Let us sing a song of praise to . . . the Irishry

. . . to a deep empathy of strong ethical character

It’s the season of goodwill, so let’s attempt it.

That honest Staffordshire man Dr Samuel Johnson once said "the Irish are a fair people: they never speak well of one another".

I propose, here, to do otherwise. I wish to speak well of our own. That so many of the praiseworthy belong to the Catholic Church and the Garda, two of our most beleaguered institutions, is also a reminder. We have become so accustomed to betrayal by those who chose to serve us it can be necessary to remember this is not the norm; that the gross behaviour of a few cannot be allowed obscure the dedication of so many.

Last month I reported on President Michael D Higgins's visit to Africa. For this occasionally jaundiced Irishman it was a heartening experience. So much of the best in our people is daily experience there. Meeting Irish missionaries and compatriots with NGOs felt like a rejuvenation.

(Collected data)
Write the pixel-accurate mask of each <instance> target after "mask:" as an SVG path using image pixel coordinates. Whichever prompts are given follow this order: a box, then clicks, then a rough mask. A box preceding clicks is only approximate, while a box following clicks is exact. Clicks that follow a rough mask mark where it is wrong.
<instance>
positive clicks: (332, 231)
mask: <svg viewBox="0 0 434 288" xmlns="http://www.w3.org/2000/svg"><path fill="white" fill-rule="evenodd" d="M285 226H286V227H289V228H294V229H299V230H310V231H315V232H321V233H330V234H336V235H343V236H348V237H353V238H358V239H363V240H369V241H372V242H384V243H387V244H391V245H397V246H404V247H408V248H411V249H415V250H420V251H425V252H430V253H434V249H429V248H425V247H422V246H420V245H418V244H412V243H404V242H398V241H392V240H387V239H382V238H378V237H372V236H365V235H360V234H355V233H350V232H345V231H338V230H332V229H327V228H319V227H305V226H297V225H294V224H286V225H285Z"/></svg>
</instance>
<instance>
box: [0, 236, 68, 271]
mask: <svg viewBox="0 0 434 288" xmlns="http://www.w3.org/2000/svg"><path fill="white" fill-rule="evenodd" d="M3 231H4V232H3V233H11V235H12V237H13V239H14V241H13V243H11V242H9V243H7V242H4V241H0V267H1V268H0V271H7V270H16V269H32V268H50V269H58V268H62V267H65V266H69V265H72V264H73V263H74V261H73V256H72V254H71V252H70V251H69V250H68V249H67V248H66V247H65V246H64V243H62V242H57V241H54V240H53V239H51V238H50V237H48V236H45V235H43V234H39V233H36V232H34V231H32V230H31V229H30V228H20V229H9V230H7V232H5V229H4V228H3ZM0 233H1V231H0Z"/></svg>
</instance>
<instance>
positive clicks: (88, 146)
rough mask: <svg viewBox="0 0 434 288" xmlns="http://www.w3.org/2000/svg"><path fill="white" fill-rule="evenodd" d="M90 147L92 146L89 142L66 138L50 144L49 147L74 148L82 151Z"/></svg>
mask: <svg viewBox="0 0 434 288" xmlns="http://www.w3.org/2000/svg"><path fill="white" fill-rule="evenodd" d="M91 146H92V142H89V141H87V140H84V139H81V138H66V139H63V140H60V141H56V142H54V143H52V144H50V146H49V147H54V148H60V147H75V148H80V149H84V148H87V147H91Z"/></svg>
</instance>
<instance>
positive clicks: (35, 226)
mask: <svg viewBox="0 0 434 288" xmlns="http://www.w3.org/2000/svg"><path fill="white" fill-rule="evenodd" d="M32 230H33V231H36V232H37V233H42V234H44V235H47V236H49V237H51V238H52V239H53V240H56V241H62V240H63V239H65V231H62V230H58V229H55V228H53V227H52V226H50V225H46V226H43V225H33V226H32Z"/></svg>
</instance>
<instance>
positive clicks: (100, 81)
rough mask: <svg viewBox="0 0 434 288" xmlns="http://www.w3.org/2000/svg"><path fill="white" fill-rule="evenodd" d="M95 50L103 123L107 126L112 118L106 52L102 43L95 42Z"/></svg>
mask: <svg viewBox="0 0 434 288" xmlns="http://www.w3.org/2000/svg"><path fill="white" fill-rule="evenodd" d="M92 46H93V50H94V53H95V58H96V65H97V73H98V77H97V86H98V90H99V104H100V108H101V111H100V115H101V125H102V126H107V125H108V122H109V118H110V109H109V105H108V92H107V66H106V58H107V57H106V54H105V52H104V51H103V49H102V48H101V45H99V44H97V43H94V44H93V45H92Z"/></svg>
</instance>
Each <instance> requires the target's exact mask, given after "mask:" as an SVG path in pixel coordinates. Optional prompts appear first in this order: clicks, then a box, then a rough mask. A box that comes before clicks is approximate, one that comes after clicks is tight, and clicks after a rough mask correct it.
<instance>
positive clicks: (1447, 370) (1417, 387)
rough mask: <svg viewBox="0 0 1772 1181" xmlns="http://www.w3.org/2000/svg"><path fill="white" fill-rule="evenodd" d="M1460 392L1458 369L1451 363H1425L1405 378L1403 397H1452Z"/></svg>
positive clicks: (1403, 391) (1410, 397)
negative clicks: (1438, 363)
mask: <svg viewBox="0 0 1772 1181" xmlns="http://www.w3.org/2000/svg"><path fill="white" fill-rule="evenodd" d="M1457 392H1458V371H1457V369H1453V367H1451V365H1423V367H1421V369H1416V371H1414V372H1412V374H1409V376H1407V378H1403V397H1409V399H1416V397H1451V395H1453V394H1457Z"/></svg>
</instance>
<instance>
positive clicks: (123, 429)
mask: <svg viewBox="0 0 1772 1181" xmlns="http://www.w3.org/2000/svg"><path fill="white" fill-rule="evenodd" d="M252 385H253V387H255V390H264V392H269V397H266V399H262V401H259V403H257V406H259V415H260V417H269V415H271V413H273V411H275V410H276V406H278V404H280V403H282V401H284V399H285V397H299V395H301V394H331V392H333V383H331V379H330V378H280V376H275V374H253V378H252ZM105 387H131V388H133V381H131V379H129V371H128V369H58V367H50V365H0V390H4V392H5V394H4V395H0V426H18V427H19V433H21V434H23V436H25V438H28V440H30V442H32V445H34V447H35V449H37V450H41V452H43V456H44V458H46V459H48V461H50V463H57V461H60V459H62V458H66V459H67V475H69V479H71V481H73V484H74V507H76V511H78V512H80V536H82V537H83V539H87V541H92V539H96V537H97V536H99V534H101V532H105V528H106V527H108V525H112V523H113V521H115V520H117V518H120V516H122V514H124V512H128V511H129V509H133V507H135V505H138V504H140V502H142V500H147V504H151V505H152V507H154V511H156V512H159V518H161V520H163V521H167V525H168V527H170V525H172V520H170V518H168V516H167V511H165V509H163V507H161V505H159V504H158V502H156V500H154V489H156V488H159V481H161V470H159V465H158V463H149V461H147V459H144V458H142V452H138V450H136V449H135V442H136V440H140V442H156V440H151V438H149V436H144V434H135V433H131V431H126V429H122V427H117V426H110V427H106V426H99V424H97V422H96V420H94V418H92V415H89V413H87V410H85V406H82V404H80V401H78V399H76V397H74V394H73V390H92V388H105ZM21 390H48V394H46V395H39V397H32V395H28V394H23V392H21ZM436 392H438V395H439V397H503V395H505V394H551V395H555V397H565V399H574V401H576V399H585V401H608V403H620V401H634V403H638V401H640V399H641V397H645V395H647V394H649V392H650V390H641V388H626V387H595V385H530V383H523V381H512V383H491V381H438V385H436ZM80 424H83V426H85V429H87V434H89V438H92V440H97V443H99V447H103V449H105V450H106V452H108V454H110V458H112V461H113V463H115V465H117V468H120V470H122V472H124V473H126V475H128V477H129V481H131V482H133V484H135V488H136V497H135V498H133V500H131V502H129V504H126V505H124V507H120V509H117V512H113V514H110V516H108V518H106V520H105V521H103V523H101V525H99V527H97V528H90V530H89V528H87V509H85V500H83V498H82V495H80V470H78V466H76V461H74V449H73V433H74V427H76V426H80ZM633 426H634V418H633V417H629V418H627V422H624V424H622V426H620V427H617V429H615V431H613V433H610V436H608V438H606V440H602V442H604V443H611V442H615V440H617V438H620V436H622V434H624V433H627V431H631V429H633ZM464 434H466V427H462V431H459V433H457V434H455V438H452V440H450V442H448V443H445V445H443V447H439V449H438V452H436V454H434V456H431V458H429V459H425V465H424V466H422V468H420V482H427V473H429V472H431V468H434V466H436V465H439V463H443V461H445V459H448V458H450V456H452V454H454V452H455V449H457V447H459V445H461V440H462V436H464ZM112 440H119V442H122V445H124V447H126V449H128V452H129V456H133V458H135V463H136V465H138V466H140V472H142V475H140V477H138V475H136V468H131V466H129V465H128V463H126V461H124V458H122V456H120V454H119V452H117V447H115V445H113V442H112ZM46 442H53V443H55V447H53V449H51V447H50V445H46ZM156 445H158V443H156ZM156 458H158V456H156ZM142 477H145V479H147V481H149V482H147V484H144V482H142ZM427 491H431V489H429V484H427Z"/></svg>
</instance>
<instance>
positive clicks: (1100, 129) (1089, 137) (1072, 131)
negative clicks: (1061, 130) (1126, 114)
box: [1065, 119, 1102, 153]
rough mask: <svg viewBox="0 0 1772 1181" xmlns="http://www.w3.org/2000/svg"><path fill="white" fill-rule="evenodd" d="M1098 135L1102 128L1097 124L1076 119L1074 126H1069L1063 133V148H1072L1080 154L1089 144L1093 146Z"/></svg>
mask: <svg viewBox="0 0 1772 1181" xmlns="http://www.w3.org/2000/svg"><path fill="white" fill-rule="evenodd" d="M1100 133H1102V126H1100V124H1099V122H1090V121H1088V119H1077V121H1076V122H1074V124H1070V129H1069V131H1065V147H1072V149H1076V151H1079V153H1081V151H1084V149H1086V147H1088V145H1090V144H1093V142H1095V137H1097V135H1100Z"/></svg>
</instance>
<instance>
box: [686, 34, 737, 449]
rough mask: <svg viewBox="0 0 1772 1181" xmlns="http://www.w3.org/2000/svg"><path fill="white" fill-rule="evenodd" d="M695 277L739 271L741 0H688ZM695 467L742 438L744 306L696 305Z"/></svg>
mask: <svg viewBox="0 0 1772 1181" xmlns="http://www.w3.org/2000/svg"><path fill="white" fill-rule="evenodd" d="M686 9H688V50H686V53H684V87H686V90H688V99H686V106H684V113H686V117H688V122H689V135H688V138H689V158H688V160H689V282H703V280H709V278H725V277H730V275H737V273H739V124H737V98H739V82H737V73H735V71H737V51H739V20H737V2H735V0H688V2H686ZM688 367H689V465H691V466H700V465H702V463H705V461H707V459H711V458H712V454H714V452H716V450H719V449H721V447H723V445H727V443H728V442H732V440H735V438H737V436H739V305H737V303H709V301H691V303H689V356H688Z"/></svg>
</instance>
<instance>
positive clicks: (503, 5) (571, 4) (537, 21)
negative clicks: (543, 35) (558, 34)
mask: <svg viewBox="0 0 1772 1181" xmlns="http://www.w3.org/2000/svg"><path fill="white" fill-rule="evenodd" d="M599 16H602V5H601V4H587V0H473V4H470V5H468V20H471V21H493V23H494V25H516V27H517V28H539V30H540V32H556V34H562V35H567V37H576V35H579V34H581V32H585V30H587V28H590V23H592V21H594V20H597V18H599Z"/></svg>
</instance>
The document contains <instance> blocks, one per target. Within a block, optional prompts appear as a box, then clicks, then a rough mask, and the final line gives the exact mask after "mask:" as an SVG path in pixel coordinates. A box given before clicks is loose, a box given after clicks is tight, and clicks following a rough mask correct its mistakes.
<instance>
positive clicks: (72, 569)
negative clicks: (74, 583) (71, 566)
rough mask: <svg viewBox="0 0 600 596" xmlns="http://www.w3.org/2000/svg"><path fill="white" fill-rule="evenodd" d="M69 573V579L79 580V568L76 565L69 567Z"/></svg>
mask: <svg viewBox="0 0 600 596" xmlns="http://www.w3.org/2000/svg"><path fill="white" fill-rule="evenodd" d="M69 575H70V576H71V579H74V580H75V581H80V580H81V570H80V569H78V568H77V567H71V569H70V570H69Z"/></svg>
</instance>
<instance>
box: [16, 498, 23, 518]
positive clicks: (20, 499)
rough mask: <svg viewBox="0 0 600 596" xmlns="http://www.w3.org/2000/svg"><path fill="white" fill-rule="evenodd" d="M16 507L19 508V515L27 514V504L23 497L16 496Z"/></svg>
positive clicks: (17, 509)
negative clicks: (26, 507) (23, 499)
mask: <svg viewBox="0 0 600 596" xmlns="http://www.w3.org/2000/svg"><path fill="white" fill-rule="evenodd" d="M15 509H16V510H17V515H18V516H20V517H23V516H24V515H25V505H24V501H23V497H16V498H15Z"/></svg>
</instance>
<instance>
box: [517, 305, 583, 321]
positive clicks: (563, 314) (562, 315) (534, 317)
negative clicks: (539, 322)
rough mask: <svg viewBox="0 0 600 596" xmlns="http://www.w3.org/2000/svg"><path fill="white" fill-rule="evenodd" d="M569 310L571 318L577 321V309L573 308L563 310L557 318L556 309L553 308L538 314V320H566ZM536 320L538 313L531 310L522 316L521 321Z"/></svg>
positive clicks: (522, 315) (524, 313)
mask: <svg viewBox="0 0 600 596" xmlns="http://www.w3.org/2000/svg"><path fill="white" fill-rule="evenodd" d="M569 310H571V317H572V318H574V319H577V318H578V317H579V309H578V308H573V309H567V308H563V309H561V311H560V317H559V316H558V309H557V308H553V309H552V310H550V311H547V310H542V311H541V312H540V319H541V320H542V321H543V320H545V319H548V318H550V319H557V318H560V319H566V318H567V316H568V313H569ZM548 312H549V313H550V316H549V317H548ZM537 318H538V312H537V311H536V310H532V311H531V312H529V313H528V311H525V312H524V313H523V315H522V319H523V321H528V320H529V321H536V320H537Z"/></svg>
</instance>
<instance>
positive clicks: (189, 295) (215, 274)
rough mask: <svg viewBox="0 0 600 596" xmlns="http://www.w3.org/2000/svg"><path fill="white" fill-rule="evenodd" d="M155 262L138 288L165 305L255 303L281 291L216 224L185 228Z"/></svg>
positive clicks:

PROBLEM DETAILS.
Update the column praising the Irish by writing out everything from "It’s the season" down to "like a rejuvenation." with "Garda" replaced by "police force".

TASK RESULT.
It’s the season of goodwill, so let’s attempt it.

That honest Staffordshire man Dr Samuel Johnson once said "the Irish are a fair people: they never speak well of one another".

I propose, here, to do otherwise. I wish to speak well of our own. That so many of the praiseworthy belong to the Catholic Church and the police force, two of our most beleaguered institutions, is also a reminder. We have become so accustomed to betrayal by those who chose to serve us it can be necessary to remember this is not the norm; that the gross behaviour of a few cannot be allowed obscure the dedication of so many.

Last month I reported on President Michael D Higgins's visit to Africa. For this occasionally jaundiced Irishman it was a heartening experience. So much of the best in our people is daily experience there. Meeting Irish missionaries and compatriots with NGOs felt like a rejuvenation.